Action item
Write the listing out again, exactly as it appears.

Provided data
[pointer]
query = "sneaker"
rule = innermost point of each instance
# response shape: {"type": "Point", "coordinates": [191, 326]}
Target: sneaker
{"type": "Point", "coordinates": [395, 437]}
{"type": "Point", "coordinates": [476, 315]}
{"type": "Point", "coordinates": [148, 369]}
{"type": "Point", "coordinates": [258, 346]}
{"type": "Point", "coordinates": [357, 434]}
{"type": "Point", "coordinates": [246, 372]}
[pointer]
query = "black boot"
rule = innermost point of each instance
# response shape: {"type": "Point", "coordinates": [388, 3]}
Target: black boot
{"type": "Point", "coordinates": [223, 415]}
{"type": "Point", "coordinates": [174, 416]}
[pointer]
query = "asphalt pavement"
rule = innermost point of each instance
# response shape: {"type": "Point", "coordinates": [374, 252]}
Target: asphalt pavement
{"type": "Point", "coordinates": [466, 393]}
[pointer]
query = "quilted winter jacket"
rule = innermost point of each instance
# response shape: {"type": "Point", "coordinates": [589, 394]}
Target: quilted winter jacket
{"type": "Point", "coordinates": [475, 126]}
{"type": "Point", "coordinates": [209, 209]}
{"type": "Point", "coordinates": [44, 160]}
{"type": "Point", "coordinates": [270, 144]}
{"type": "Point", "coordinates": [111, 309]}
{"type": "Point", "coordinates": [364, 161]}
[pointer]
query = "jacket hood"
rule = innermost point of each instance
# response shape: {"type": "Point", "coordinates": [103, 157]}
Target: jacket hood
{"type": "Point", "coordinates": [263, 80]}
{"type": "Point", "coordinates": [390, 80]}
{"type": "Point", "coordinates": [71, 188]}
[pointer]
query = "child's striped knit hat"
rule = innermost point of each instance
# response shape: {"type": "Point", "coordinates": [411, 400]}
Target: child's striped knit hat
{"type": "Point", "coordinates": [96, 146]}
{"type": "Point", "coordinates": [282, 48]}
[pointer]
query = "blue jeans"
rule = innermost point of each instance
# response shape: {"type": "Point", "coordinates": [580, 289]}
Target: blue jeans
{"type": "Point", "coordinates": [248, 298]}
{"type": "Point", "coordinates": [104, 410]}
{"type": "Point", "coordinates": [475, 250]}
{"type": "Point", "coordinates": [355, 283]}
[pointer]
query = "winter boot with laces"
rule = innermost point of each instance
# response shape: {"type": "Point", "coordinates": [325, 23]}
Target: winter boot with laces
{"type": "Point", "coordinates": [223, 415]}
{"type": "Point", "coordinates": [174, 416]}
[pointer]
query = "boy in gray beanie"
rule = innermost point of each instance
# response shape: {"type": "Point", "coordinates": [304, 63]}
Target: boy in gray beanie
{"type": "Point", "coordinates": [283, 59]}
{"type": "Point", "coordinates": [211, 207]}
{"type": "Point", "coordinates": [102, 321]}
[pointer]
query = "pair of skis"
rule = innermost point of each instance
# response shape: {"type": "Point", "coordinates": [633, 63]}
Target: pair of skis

Answer to this exercise
[pointer]
query = "sneaker"
rule = innermost point of each instance
# response shape: {"type": "Point", "coordinates": [191, 326]}
Target: sneaker
{"type": "Point", "coordinates": [395, 437]}
{"type": "Point", "coordinates": [476, 315]}
{"type": "Point", "coordinates": [148, 369]}
{"type": "Point", "coordinates": [258, 346]}
{"type": "Point", "coordinates": [357, 434]}
{"type": "Point", "coordinates": [246, 372]}
[pointer]
query = "black boot"
rule = innermost point of each instance
# response shape: {"type": "Point", "coordinates": [388, 3]}
Target: black boot
{"type": "Point", "coordinates": [223, 415]}
{"type": "Point", "coordinates": [174, 416]}
[pointer]
query = "asphalt pavement"
rule = innermost point of each instance
# response shape: {"type": "Point", "coordinates": [374, 252]}
Target: asphalt pavement
{"type": "Point", "coordinates": [466, 393]}
[pointer]
query = "quilted winter jacket"
rule = innermost point of each instance
# response shape: {"type": "Point", "coordinates": [589, 394]}
Target: quilted winter jacket
{"type": "Point", "coordinates": [475, 126]}
{"type": "Point", "coordinates": [209, 209]}
{"type": "Point", "coordinates": [44, 160]}
{"type": "Point", "coordinates": [270, 144]}
{"type": "Point", "coordinates": [111, 309]}
{"type": "Point", "coordinates": [364, 161]}
[pointer]
query = "jacket hood"
rule = innermost point of each instance
# response shape: {"type": "Point", "coordinates": [103, 157]}
Target: jacket hood
{"type": "Point", "coordinates": [263, 80]}
{"type": "Point", "coordinates": [390, 80]}
{"type": "Point", "coordinates": [71, 188]}
[pointer]
query = "child's striped knit hat"
rule = innermost point of each instance
# response shape: {"type": "Point", "coordinates": [411, 400]}
Target: child's striped knit hat
{"type": "Point", "coordinates": [96, 146]}
{"type": "Point", "coordinates": [282, 48]}
[pointer]
query = "blue jeans"
rule = innermost point of each instance
# response shape: {"type": "Point", "coordinates": [580, 289]}
Target: blue jeans
{"type": "Point", "coordinates": [248, 298]}
{"type": "Point", "coordinates": [104, 410]}
{"type": "Point", "coordinates": [475, 250]}
{"type": "Point", "coordinates": [355, 283]}
[pointer]
query = "winter boot with laces"
rule = innermost point of each instance
# response shape: {"type": "Point", "coordinates": [325, 23]}
Target: winter boot with laces
{"type": "Point", "coordinates": [223, 415]}
{"type": "Point", "coordinates": [174, 416]}
[pointer]
query = "boy in gray beanie"
rule = innermost point of each instance
# response shape: {"type": "Point", "coordinates": [304, 63]}
Target: boy in gray beanie
{"type": "Point", "coordinates": [283, 59]}
{"type": "Point", "coordinates": [211, 207]}
{"type": "Point", "coordinates": [102, 321]}
[pointer]
query = "pair of skis"
rule = innermost point of each instance
# response shape: {"type": "Point", "coordinates": [633, 63]}
Target: pair of skis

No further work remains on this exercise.